> [RECORD EXCERPTS]
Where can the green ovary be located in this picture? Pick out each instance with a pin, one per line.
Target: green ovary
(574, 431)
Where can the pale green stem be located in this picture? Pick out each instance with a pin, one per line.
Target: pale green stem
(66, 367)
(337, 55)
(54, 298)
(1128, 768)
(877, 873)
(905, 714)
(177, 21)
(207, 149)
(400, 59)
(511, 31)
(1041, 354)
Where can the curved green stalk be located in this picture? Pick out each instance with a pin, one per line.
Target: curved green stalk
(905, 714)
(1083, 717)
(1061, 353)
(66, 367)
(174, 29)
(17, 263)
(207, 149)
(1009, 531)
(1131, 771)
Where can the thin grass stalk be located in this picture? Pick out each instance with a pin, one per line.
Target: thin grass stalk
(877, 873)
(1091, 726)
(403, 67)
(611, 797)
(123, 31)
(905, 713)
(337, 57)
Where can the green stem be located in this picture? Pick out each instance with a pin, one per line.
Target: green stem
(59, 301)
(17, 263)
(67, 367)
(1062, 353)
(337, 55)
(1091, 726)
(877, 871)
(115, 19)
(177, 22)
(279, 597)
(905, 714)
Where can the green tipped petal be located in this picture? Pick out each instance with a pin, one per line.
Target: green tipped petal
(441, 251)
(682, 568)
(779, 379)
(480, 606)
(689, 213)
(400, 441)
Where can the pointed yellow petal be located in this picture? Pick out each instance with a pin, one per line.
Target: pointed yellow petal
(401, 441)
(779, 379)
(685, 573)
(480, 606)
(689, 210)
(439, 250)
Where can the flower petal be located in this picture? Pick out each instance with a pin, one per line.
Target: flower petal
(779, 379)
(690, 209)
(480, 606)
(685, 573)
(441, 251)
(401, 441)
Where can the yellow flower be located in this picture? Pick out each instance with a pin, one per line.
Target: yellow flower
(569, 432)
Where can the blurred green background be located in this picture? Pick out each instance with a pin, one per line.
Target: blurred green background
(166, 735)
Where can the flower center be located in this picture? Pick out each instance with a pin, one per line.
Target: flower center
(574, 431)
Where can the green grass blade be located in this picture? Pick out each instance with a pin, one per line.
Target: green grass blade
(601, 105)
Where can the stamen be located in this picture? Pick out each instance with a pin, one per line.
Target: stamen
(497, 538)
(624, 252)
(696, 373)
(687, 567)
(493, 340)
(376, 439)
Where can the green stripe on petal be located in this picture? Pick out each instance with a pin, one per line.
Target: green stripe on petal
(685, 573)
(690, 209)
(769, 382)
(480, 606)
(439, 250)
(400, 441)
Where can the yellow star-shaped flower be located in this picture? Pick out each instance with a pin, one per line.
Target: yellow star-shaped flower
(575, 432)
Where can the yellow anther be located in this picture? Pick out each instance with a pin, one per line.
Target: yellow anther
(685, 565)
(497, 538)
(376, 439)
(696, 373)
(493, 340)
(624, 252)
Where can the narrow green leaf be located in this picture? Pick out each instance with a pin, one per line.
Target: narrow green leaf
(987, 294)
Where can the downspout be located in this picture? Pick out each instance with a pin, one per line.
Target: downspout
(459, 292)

...

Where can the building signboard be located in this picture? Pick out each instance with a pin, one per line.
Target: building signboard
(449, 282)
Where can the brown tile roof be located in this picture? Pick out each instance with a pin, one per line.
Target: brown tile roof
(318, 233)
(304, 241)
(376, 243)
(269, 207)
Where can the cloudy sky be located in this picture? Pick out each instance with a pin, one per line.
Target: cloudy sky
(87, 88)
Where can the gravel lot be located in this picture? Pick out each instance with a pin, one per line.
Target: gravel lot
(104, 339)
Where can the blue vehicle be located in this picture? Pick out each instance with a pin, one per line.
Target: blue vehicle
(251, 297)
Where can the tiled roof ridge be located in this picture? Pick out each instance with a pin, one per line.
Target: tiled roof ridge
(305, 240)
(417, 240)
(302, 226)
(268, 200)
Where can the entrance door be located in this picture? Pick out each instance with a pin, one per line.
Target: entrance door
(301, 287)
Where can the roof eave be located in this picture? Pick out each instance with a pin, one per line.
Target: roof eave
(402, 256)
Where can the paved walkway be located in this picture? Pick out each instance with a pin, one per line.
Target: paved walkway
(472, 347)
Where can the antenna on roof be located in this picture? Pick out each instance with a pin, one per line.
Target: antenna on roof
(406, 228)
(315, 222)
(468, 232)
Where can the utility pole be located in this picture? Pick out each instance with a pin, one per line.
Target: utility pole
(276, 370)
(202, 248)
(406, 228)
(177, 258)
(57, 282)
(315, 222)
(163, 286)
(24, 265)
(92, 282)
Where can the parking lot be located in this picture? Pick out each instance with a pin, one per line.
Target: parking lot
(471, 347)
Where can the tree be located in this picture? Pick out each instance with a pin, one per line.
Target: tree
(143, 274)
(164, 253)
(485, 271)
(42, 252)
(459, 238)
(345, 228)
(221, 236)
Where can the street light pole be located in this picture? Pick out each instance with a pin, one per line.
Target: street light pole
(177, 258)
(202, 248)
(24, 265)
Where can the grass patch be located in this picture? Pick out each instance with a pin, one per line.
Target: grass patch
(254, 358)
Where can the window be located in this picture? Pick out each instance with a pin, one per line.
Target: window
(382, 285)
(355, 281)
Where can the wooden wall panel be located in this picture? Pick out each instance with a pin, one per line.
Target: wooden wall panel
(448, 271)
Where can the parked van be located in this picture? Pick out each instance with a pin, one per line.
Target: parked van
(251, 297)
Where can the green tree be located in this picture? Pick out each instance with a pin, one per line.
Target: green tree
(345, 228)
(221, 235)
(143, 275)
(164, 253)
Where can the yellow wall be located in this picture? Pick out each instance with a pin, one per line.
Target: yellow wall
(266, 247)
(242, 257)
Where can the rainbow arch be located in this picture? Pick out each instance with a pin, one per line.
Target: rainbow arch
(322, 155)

> [YOUR TASK] Please reproduce, exactly as they appear above, the lines from the line containing "Target: tree" up to and including the line containing "Where can the grass".

> [TASK ANSWER]
Target: tree
(143, 274)
(164, 253)
(485, 271)
(42, 252)
(459, 238)
(345, 228)
(221, 236)
Where can the street light pole be located in this picture? Pick out each instance with a pin, one per line.
Target: street light pole
(177, 258)
(202, 248)
(24, 265)
Where can the grass patch be located in this picture? Pick out each instance with a pin, one per line.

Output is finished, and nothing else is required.